### Data extracts
────────────────────────────────────────

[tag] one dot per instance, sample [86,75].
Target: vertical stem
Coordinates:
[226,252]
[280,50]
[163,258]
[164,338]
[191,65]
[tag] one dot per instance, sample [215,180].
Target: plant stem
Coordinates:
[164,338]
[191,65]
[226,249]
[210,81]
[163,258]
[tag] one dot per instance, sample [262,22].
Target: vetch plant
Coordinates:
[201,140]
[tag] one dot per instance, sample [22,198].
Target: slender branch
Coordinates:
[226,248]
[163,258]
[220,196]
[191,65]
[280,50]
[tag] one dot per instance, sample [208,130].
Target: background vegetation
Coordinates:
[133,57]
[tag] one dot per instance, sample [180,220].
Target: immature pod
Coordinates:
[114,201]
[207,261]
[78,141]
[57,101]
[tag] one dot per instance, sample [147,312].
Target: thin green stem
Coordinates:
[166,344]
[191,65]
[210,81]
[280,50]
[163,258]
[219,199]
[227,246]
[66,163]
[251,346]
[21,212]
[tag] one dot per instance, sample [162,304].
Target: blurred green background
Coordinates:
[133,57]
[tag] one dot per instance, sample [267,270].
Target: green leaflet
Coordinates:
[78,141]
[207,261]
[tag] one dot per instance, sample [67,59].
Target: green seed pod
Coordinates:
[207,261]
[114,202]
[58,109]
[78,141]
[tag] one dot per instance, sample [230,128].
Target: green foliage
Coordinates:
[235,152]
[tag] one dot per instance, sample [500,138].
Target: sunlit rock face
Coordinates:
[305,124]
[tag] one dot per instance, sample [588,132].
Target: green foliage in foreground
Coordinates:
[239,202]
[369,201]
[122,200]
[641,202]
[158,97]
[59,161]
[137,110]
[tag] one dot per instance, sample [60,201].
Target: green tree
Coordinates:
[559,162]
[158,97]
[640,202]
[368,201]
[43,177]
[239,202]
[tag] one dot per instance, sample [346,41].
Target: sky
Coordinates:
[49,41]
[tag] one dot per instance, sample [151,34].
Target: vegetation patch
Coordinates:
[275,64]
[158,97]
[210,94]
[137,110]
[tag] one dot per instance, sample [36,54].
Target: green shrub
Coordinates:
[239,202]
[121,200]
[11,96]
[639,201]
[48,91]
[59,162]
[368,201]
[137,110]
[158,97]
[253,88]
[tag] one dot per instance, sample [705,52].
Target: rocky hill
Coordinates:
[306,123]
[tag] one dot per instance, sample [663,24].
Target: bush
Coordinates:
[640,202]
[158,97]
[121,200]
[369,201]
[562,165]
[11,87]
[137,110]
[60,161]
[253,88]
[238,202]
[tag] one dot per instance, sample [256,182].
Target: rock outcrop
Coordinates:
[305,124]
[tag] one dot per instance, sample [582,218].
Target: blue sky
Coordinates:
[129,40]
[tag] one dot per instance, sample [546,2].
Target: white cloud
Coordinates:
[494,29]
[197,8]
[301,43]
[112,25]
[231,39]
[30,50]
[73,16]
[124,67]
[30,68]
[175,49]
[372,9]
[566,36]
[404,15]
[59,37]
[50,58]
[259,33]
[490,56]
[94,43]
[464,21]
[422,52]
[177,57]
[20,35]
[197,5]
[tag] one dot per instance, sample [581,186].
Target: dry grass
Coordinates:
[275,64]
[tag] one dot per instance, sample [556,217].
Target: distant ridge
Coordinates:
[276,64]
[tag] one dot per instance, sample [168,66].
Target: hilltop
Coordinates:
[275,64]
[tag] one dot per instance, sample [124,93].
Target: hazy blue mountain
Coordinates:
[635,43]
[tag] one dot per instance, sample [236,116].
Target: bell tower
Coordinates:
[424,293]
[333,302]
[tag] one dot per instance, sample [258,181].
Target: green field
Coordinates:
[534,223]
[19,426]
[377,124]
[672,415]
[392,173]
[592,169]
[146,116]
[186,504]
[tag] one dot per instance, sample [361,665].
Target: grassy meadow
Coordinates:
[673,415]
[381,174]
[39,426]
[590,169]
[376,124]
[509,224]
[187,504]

────────────────────────────────────────

### Assigned task
An exact number is called for here: how many lines across the records contain the word "background". Nothing else belongs in the answer.

### Result for this task
2